Records taken from a collection

## START

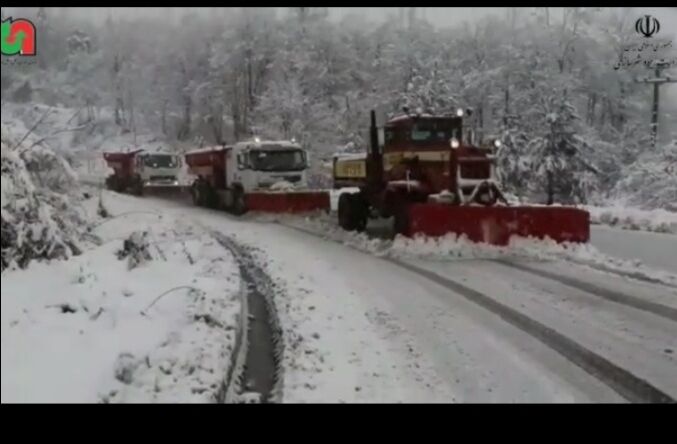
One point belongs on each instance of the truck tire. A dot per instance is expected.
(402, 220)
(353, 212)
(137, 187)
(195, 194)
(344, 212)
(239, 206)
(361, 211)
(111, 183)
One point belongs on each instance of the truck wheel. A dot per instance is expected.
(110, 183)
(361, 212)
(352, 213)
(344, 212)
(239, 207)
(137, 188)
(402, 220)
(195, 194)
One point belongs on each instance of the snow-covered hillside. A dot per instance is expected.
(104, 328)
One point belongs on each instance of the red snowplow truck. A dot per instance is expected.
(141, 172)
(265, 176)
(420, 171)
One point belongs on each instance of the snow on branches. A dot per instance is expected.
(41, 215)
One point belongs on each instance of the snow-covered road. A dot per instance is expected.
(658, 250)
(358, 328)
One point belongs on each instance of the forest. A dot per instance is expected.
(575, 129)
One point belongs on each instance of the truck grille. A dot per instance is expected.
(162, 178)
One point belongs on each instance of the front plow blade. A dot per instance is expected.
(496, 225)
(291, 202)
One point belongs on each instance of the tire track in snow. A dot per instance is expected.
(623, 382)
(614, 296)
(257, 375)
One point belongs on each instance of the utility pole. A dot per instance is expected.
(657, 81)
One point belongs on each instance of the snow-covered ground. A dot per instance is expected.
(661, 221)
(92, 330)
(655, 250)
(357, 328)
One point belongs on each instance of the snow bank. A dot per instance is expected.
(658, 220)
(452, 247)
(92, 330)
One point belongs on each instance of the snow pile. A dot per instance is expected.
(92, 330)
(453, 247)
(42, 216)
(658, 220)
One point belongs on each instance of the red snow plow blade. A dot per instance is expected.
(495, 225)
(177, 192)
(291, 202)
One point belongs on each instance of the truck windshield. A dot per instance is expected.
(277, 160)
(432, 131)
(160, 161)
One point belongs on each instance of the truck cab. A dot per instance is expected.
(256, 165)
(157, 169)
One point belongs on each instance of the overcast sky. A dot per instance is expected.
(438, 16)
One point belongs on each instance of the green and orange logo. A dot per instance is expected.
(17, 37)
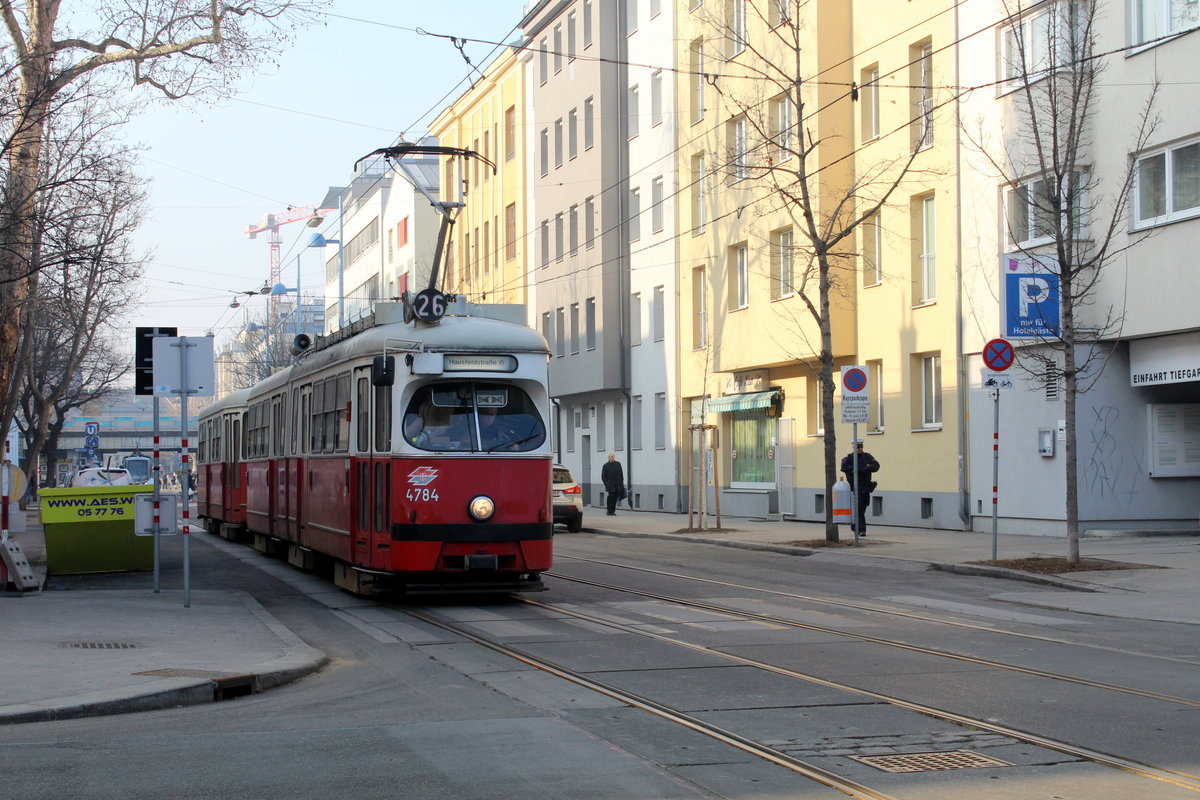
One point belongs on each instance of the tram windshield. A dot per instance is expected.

## END
## START

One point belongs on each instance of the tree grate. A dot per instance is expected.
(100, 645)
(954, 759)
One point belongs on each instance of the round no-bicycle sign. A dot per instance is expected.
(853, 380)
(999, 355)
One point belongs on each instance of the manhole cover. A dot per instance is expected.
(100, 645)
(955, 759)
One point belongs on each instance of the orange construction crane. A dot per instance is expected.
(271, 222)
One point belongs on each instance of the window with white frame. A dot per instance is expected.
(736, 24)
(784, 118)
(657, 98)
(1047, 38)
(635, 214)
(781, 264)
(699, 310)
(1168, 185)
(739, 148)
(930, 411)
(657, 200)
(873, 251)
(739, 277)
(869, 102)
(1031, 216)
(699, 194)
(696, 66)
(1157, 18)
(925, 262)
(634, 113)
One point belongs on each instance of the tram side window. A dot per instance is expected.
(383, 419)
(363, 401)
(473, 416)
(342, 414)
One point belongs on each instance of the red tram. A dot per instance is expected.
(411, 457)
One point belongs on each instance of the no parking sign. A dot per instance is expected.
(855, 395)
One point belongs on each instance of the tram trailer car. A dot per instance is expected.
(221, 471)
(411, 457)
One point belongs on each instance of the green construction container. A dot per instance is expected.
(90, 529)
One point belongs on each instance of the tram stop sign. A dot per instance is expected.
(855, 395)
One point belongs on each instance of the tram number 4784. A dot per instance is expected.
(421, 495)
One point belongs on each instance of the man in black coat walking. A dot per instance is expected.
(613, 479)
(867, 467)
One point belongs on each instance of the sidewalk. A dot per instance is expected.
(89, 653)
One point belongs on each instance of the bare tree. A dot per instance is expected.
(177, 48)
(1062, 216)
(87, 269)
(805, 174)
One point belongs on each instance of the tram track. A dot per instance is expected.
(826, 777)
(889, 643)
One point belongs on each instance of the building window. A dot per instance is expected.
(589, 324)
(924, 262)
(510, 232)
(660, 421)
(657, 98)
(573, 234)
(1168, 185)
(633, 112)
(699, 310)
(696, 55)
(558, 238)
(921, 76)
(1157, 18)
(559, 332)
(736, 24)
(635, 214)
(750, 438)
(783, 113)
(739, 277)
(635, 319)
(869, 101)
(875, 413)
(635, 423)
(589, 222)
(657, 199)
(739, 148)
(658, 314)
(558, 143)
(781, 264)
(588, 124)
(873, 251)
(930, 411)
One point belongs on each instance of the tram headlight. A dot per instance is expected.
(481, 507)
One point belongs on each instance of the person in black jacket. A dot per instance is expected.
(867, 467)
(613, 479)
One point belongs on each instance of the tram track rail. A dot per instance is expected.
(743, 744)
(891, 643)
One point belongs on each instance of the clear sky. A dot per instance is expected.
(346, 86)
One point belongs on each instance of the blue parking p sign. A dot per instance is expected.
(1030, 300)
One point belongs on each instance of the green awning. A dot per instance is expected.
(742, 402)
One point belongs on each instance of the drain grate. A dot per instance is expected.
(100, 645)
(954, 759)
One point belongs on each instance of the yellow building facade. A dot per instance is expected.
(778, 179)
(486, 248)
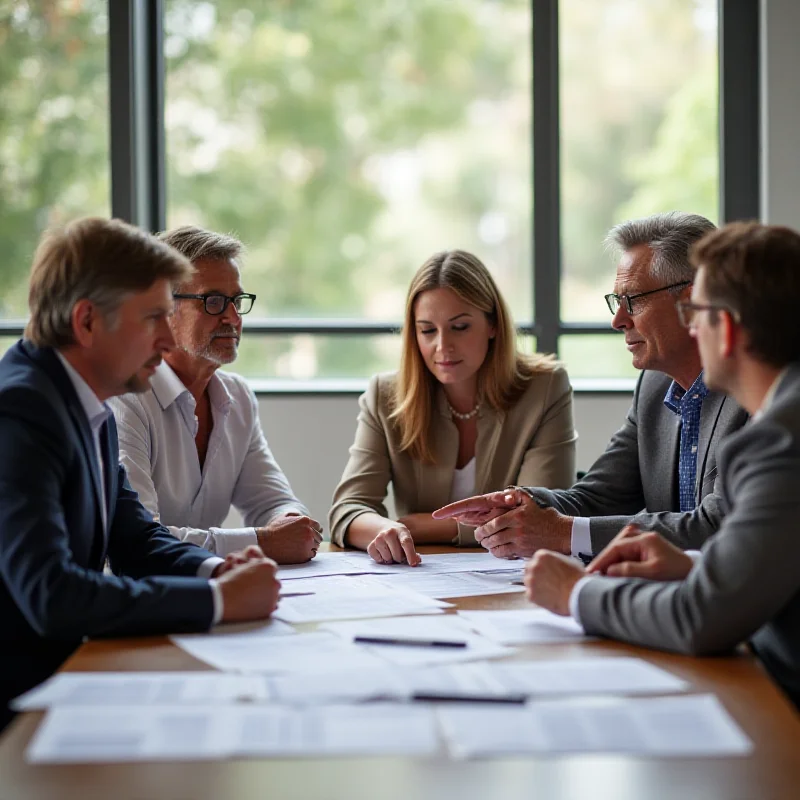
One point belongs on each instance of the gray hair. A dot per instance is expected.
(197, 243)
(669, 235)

## END
## START

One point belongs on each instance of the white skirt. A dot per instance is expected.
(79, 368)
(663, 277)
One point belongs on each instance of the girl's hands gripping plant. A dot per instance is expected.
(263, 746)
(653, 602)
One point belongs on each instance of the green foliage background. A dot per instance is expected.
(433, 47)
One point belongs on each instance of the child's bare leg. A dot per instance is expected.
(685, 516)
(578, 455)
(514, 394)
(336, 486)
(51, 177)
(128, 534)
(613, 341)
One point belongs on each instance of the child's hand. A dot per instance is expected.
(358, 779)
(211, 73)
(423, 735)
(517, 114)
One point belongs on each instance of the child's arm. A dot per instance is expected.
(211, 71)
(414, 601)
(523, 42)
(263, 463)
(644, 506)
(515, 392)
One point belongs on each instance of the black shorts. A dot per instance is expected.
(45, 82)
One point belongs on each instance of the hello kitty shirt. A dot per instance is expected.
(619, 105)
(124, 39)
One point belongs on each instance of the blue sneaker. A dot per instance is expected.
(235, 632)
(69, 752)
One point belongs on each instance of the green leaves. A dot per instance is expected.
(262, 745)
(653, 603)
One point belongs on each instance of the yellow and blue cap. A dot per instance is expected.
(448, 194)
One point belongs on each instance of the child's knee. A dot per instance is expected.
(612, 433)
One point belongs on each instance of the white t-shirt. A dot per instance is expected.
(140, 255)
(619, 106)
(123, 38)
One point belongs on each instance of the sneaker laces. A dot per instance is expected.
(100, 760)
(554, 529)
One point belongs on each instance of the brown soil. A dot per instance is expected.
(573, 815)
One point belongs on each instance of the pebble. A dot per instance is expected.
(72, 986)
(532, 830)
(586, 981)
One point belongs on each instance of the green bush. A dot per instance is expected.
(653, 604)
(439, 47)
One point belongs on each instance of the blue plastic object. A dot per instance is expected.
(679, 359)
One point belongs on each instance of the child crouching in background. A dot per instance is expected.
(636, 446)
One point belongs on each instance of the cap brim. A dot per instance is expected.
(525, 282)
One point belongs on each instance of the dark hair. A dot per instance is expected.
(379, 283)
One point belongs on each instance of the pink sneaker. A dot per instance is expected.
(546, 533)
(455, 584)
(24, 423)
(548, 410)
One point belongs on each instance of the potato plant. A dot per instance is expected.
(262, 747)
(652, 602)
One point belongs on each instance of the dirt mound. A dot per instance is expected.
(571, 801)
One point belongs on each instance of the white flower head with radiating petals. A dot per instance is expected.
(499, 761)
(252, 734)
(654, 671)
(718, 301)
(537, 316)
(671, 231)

## END

• [EXERCISE DETAILS]:
Give everything in the material above from the line containing "One point belongs on each instance of the truck wheel." down to the line containing "One point belongs on each instance of the tram windshield.", both included, as a numbered list. Skip blank lines and leave the pictures out.

• [PROBLEM SOLUTION]:
1. One point belongs on each instance of the truck wheel. A dot per instance is expected.
2. (110, 183)
3. (361, 212)
4. (352, 213)
5. (344, 212)
6. (239, 207)
7. (137, 188)
8. (402, 220)
9. (195, 194)
10. One point belongs on each instance of the snow-covered hillside. A dot per instance is expected.
11. (104, 328)
12. One point belongs on each instance of the red snowplow truck. A dot per instance is expected.
13. (141, 172)
14. (265, 176)
15. (420, 171)
16. One point belongs on each instance of the snow on branches. A dot per instance is expected.
17. (41, 215)
18. One point belongs on each instance of the snow-covered road. A dot per instance is expected.
19. (658, 250)
20. (358, 328)
21. One point belongs on each instance of the forest. A dot per instance is expected.
22. (575, 129)
23. One point belongs on each instance of the truck grille. A dot per instance is expected.
24. (162, 178)
25. One point belongs on each instance of the front plow blade. A dot per instance is expected.
26. (496, 225)
27. (291, 202)
28. One point belongs on each instance of the tire track in snow. A dot per instance is expected.
29. (623, 382)
30. (614, 296)
31. (257, 375)
32. One point belongs on each instance of the utility pole. A dot per instance is expected.
33. (657, 81)
34. One point belongs on each instance of the snow-covered ground. A dot per instance is expected.
35. (661, 221)
36. (92, 330)
37. (655, 250)
38. (357, 328)
39. One point belongs on each instance of the snow bank. A dot per instance is expected.
40. (658, 220)
41. (452, 247)
42. (92, 330)
43. One point belongs on each instance of the snow pile. A dot per instance is expected.
44. (92, 330)
45. (453, 247)
46. (42, 216)
47. (658, 220)
48. One point belongs on each instance of the red snow plow blade. A dot per instance is expected.
49. (495, 225)
50. (177, 192)
51. (291, 202)
52. One point belongs on each instance of the truck windshield. A dot per instance is expected.
53. (277, 160)
54. (432, 131)
55. (160, 161)
56. One point belongs on each instance of the truck cab. A dot per instance is expected.
57. (256, 165)
58. (157, 169)
59. One point belongs on each instance of the overcast sky. A dot per instance is expected.
60. (438, 16)
61. One point belongs on each instance of the green and orange logo. A dot per instance is expected.
62. (17, 37)
63. One point belongs on each instance of the tram windshield. A dot per instance is expected.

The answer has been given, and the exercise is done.